• Requests:
• a. Answer these questions using the post below, one answer per line, each marked like its question.
(i) What did Bobby's mom wear when she showed up?
(ii) From what semester and year does the recovered piece date?
(iii) How many years has the writer waited to share the confession?
• b. According to the post below, what activities does the writer say make up a seemingly ordinary life seen from the outside? List every one.
• c. In the post below, rewrite the section from "From the outside" up to and including "make you understand.", putting "the state" in place of "Maryland".

• Passage to read:
==================================================
Bobby and his mother came to see it. My parents of course were there. It was an intense day for me and I remember it vividly because I don't enjoy being the center of attention. Everytime I get an award, I want to hide behind someone. That type of recognition is the worst for me. So giving a speech inspired by Bobby was paralyzing. Oh and my school was pretty fucking fancy...Bobby's mom showed up in sweatpants. Way to make an impression... So I was clearing out old hardrives the other night when I stumbled across this gem from second semester, 2007. Nothing like being 18 and insecure. Enjoy! (writing isn't the best, but this was 10 years ago so hush!)
My Double Life
I have a confession to make. It is something that I have waited four years to get off my chest. It’s something I have been hiding from everyone at Hillcrest…even my closest friends, and today I have decided to let you in on my secret.
From the outside looking in my life seems like any other 18 year old girl. I attend school everyday, I hangout with friends on the weekends, and I participate in extra curricular activities…nothing strange about any of that. But there is a big part of my life that nobody in Maryland really knows about…I live a double life. You may be wondering, how is it possible to live a double life? What is a double life? My double life is complex and a bit difficult to explain, but I can try my best to make you understand.
==================================================
• Material provided:
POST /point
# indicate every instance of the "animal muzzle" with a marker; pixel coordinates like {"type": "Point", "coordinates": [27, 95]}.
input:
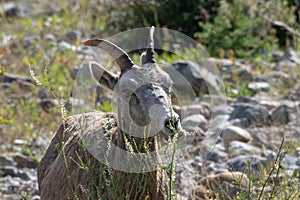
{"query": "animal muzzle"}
{"type": "Point", "coordinates": [171, 124]}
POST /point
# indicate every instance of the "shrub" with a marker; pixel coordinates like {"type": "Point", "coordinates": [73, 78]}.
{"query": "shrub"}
{"type": "Point", "coordinates": [244, 26]}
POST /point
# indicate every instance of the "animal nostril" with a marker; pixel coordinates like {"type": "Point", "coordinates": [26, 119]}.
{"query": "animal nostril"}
{"type": "Point", "coordinates": [171, 123]}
==================================================
• Full solutions:
• a.
(i) Sweatpants.
(ii) Second semester, 2007.
(iii) Four years.

• b.
- Attending school every day
- Hanging out with friends on the weekends
- Participating in extracurricular activities

• c.
From the outside looking in my life seems like any other 18 year old girl. I attend school everyday, I hangout with friends on the weekends, and I participate in extra curricular activities…nothing strange about any of that. But there is a big part of my life that nobody in the state really knows about…I live a double life. You may be wondering, how is it possible to live a double life? What is a double life? My double life is complex and a bit difficult to explain, but I can try my best to make you understand.